Work to do -> Count the lines in the records below that contain the word "road" and give only that number.

Task data ->

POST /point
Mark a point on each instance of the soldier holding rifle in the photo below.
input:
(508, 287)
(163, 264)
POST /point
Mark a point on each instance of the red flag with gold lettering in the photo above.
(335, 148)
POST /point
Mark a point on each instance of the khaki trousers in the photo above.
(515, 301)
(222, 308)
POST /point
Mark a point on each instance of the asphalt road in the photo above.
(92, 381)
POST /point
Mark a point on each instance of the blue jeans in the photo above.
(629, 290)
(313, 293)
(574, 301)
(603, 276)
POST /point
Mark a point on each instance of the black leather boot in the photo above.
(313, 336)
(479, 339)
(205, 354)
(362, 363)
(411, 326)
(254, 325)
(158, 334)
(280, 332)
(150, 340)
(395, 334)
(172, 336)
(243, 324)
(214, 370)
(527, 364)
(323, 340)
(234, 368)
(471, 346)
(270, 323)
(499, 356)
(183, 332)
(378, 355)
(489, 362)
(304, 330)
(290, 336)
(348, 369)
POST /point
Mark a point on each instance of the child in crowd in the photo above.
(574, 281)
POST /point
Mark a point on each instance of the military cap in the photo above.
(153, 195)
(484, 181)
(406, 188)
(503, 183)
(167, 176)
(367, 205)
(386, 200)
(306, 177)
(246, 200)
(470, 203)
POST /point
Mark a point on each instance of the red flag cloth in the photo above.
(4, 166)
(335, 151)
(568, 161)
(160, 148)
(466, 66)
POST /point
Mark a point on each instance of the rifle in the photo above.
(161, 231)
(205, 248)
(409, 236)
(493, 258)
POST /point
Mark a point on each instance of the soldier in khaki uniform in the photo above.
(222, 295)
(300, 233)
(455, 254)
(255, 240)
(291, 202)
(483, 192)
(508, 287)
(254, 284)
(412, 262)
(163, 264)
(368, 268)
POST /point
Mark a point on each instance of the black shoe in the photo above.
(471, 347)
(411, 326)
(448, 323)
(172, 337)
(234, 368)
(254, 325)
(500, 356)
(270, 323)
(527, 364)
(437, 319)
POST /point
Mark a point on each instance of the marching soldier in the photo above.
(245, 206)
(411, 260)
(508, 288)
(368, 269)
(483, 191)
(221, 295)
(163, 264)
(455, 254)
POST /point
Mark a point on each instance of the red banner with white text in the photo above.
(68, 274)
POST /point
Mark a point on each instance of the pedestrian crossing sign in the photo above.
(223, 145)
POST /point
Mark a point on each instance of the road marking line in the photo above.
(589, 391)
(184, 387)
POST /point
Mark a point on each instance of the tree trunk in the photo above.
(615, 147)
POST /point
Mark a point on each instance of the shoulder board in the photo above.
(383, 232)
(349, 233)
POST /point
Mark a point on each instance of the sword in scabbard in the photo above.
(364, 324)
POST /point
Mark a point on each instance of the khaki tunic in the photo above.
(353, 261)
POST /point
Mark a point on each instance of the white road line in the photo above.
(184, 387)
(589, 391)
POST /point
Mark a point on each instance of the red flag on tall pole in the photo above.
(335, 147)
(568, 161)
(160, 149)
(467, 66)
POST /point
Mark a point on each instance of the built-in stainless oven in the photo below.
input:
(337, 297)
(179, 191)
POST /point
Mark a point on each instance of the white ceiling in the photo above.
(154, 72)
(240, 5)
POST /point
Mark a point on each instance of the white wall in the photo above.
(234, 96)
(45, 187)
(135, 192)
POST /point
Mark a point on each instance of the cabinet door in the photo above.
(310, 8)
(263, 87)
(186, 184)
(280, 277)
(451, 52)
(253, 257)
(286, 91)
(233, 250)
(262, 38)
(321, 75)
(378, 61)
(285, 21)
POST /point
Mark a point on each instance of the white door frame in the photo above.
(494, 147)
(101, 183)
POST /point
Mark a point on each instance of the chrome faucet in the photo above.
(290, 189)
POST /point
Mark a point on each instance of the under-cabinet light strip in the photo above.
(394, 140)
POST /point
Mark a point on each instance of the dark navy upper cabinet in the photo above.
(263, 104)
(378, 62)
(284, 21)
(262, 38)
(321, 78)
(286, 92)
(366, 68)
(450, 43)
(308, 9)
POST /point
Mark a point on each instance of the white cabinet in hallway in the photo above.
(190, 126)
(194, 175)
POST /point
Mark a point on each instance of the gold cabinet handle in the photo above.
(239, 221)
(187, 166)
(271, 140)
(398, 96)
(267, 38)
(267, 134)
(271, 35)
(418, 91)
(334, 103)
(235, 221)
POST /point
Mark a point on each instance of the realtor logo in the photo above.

Complete answer -> 3